Given problem:
Update the entries below by replacing "this photo" with "this image" wherever it occurs, changing nothing else, and leave the pictures out of your answer.

Dataset excerpts:

▬▬▬▬▬▬▬▬▬▬

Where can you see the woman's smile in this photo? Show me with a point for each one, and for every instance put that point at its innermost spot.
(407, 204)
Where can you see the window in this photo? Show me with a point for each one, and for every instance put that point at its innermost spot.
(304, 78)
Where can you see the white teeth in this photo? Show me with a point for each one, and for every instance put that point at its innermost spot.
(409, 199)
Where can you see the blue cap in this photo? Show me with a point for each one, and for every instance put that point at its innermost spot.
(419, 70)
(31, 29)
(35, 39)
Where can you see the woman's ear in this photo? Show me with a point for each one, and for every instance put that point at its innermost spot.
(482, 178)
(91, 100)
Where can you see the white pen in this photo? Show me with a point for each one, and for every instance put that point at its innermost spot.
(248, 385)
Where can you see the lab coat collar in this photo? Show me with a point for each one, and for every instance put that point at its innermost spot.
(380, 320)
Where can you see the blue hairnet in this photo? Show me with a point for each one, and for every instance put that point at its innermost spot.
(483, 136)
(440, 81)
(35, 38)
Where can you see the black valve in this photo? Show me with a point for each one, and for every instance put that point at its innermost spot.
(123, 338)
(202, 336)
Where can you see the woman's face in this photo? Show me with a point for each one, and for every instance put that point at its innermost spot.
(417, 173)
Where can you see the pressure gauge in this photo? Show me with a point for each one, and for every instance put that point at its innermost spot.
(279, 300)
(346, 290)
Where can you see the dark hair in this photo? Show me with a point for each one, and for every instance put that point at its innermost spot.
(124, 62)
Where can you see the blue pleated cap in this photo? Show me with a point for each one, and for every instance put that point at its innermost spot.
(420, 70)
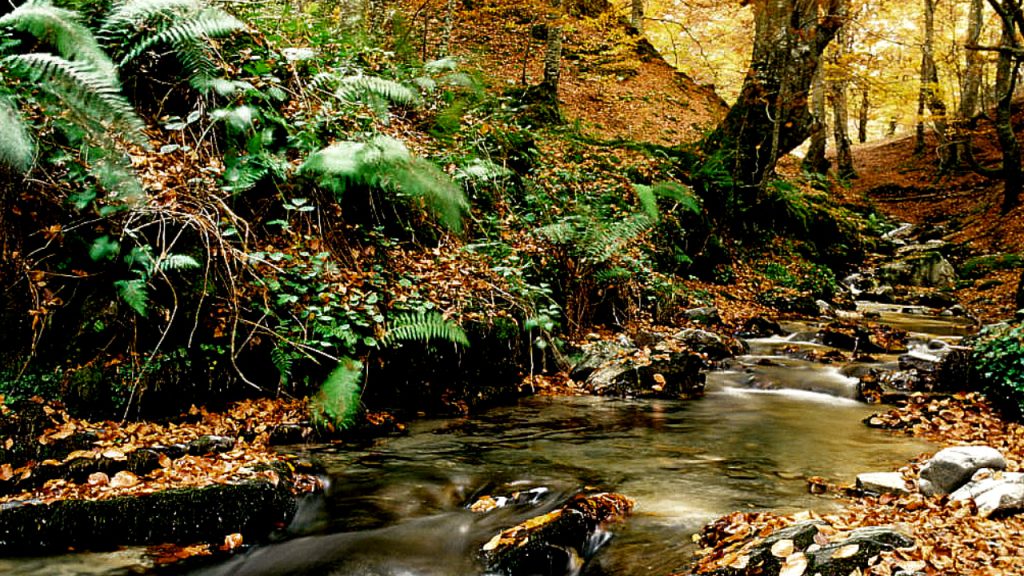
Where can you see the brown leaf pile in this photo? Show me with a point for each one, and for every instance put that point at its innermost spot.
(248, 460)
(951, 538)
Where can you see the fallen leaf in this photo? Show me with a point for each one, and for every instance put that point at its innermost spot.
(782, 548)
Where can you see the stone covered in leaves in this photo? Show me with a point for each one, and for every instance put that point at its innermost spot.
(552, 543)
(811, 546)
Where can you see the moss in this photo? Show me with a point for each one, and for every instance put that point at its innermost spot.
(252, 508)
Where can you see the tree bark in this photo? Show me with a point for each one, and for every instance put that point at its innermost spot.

▬▬▬▬▬▬▬▬▬▬

The response:
Where can you see the woman's smile in this image? Show me with a point for each one, and for every instance put that point at its innermost spot.
(407, 204)
Where can you see the window in this image? Show me with a point for each one, and for every instance put that point at its innermost spot.
(304, 78)
Where can you see the white teeth in this image? Show me with a point for each one, and for every instance put that point at its innermost spot.
(409, 199)
Where can you see the blue cap in this image? Show me with a point for each one, and for every instance put that point at its innermost spot.
(419, 70)
(31, 29)
(35, 39)
Where can you see the woman's ear in this image? Show me with a point for each one, and for every instance put that point at its innermost spot.
(482, 178)
(91, 100)
Where can you see the white pen in this image? Show me with a point for each one, and for every instance put that point at its innermost spot.
(248, 385)
Where can you see the lab coat collar in this image? Show me with a point for each one, and for every instance put that point at its innermost spot.
(380, 320)
Where can you see the blue hairnet in this image? Show me with a point for each one, and for every instance put that point at its innermost spot.
(483, 136)
(440, 81)
(35, 38)
Where can you see the black valve in this image? Show me with a point for each one, and for every instance put that point at its innermost spot.
(123, 338)
(202, 336)
Where can you see the woman's face in this image? Show me with a point for each one, and for every instance put that point at its innermost spot.
(417, 173)
Where can you see the pressure gauge in this image? Show me with a point for each one, and for every instance put that point at its innermost spot.
(279, 300)
(346, 290)
Where can you see the dark hair in this image? Show me with a point for each one, and for every instance put that point at its innermost spot.
(124, 62)
Where can you see the blue pleated cap in this image? Show me with a point for each one, and for every instance put that point at its innermost spot.
(420, 70)
Where can you see the brown leaf pile in this image? Show me with a point for each one, and for every instance put that point at its innermost spot.
(248, 460)
(951, 538)
Where can you see the fallen leaf in this image? Show me with a point for each one, and for every instance put that point at its innermost spot.
(782, 548)
Where can you see the stone covered in leaves in this image? Show me with a point for each one, and for every instance put that point at its innermost spot.
(552, 543)
(811, 546)
Where can you see the moss in this image? Show me with a point for each one, and for every instance put that point at its innermost spot.
(252, 508)
Where can you see the tree bark in this image? Show me with a point for each one, and for every instance put that point at its innermost spot.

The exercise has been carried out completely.